▶ _Records excerpted from a collection_
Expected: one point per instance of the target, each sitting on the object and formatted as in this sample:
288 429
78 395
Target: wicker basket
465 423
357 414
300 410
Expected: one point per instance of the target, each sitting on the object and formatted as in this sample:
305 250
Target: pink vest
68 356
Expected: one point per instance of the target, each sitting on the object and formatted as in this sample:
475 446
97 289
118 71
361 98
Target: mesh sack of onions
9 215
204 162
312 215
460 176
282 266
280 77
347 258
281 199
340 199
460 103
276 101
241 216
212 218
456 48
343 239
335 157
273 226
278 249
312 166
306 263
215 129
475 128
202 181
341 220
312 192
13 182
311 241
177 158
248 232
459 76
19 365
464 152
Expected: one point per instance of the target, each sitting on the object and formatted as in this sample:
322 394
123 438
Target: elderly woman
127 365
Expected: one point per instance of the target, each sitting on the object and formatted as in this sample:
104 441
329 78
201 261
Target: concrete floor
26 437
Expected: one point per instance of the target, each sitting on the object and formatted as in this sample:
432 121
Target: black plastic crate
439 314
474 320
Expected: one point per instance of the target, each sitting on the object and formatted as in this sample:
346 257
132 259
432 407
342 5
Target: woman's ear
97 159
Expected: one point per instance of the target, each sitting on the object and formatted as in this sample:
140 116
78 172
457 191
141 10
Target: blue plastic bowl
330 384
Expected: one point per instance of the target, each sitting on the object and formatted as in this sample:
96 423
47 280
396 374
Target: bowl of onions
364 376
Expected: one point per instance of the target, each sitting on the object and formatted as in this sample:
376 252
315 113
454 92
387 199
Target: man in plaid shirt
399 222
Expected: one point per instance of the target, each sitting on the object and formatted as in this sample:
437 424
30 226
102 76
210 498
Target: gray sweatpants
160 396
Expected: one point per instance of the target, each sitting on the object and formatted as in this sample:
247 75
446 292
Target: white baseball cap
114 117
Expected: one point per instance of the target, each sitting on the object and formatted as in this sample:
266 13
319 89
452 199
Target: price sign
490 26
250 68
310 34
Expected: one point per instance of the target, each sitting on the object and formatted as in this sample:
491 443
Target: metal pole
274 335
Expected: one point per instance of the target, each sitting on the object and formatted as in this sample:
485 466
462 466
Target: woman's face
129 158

▶ _TASK_
Whatever the entries above contain, reproduce all of them exactly.

▶ _WRITTEN SOLUTION_
Expected: one point per instance of the target, each sitting on the object and formatted as in this sample:
288 429
78 395
Target: wicker basket
465 423
357 414
300 410
Expected: one point per instance of the target, each sitting on the object and formatted as in this sample:
305 250
Target: pink vest
68 356
Expected: one point per instance of the target, each sitting on the object and formatted as in this sample:
475 446
97 289
118 71
361 98
Target: mesh sack of onions
9 215
204 162
312 215
460 176
282 266
280 77
347 258
281 199
340 199
460 103
276 101
241 216
212 218
456 48
343 239
335 157
273 226
278 249
312 166
306 263
215 129
475 128
202 181
341 220
312 192
13 182
311 241
177 158
248 232
459 76
19 365
464 152
Expected: one point per instance of the target, each sitting on the object and formatted as in this sample:
322 394
123 438
Target: elderly woman
127 365
Expected: one point per instance of the target, each sitting on the object and formatted as in this sample:
104 441
329 78
201 261
Target: concrete floor
26 437
Expected: one point per instance of the target, each sitting on the object and formatted as in this sample:
432 121
Target: black plastic crate
439 314
474 320
Expected: one point per instance of the target, each sitting on the object and formatted as in this sample:
346 257
132 259
432 407
342 5
Target: woman's ear
97 159
Expected: one point per instance of the target, each sitting on the object and formatted as in this sample:
140 116
78 172
457 191
141 10
Target: blue plastic bowl
330 384
Expected: one point per instance of the target, each sitting on the object and formatted as in this sample:
96 423
47 280
396 374
Target: bowl of onions
364 376
Expected: one point per instance of the target, each sitting on the object and formatted as in this sample:
376 252
315 113
454 92
387 199
Target: man in plaid shirt
399 222
Expected: one point per instance of the target, each sitting on the object and formatted as in this sample:
437 424
30 226
102 76
210 498
Target: gray sweatpants
160 396
Expected: one point per instance of the target, each sitting on the object and formatted as in this sample:
247 75
446 292
Target: white baseball cap
114 117
Expected: one point per instance of the target, each sitting on the object and formatted as in this sample:
266 13
319 89
452 199
Target: price sign
490 26
250 68
310 34
Expected: one point per instance of the target, each sitting on the object and formatted as in this sample:
491 443
Target: metal pole
274 335
Expected: one point per instance of the target, each sitting on the object and formatted as in this sample:
485 466
462 466
Target: woman's face
129 158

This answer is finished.